Work order 1 | Copy out the passage of the Mandena mine article starting at "Local impacts" and ending at "Anosy region, Madagascar.".
Work order 2 | Using the Mandena mine article, explain in one to three sentences why the mine is also called "the QMM mine."
Work order 3 | Continue the Mandena mine article from its last sentence.

Page extract |

*** Block opens ***

Mandena mine
- The mine's wet plant in the mining pond
- Location: Taolagnaro, Fort Dauphin, Taolagnaro, Fort Dauphin, Anosy; 24°57′32″S 47°00′51″E﻿ / ﻿24.959020°S 47.014195°E;
- Products: Ilmenite
- Type: open-pit
- Discovered: 1986
- Active: 1986-present
- Company: (Rio Tinto Group subsidiary) QIT-Fer et Titane 80% Government of Madagascar 20%
- Website: www.riotinto.com/en/operations/madagascar/qit-madagascar-minerals

Local impacts
- Pollution: uranium, lead
- Impacted: Lake Besaroy

= Mandena mine =

Madagascar Mining company

Mandena mine (also Mandena operation, Mandena concession, or the QMM mine) is an ilmenite mine operated by Rio Tinto subsidiary QIT Madagascar Minerals (QMM). It is located near Taolagnaro, Fort Dauphin, Anosy region, Madagascar.

The mine was first discovered in 1986 in an environmentally fragile and important region. Mining activity has been met with mixed reactions from the local community, with some protesting in 2013 and 2022.

*** Block closes ***

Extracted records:
*** Block opens ***

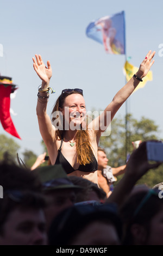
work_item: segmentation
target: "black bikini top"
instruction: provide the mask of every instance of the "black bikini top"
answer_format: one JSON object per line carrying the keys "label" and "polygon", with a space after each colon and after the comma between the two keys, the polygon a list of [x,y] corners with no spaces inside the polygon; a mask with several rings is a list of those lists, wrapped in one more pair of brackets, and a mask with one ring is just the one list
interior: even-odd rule
{"label": "black bikini top", "polygon": [[92,161],[90,163],[87,163],[85,166],[80,164],[79,168],[75,170],[70,164],[61,151],[61,147],[63,143],[63,139],[61,141],[60,148],[58,150],[58,156],[56,159],[55,164],[61,164],[66,173],[68,174],[75,170],[80,170],[81,172],[95,172],[98,169],[98,163],[94,155],[92,156]]}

*** Block closes ***

Task response 1 |
Local impacts
- Pollution: uranium, lead
- Impacted: Lake Besaroy

= Mandena mine =

Madagascar Mining company

Mandena mine (also Mandena operation, Mandena concession, or the QMM mine) is an ilmenite mine operated by Rio Tinto subsidiary QIT Madagascar Minerals (QMM). It is located near Taolagnaro, Fort Dauphin, Anosy region, Madagascar.

Task response 2 | The mine is operated by QIT Madagascar Minerals, which the article abbreviates as QMM. The alternative name "the QMM mine" comes from that abbreviation of the operator's name.

Task response 3 |
Pollution from the mine reached nearby Lake Besaroy in 2014 and 2015, before the mine's owners admitted there was no tailing dam on site. Rio Tino promised to improve the environmental protection at the mine in 2004, but walked that promise back in 2016.

== Description ==
Mandena is a titanium dioxide ore, and ilmenite mine on the Mandena concession, 5km northeast of Taolagnaro, Fort Dauphin. It is located in littoral forests, near Andohahela National Park and the Mandena Conservation Zone.

The mine's initial capacity was projected at 750,000 tonnes per year, with future phases of development potentially expanding capacity to 2,000,000 tonnes per year. The mine is 80% owned by Canadian mining company QIT-Fer et Titane, a wholly owned subsidiary of the mining company Rio Tinto Group; the remaining 20% is owned by the Government of Madagascar.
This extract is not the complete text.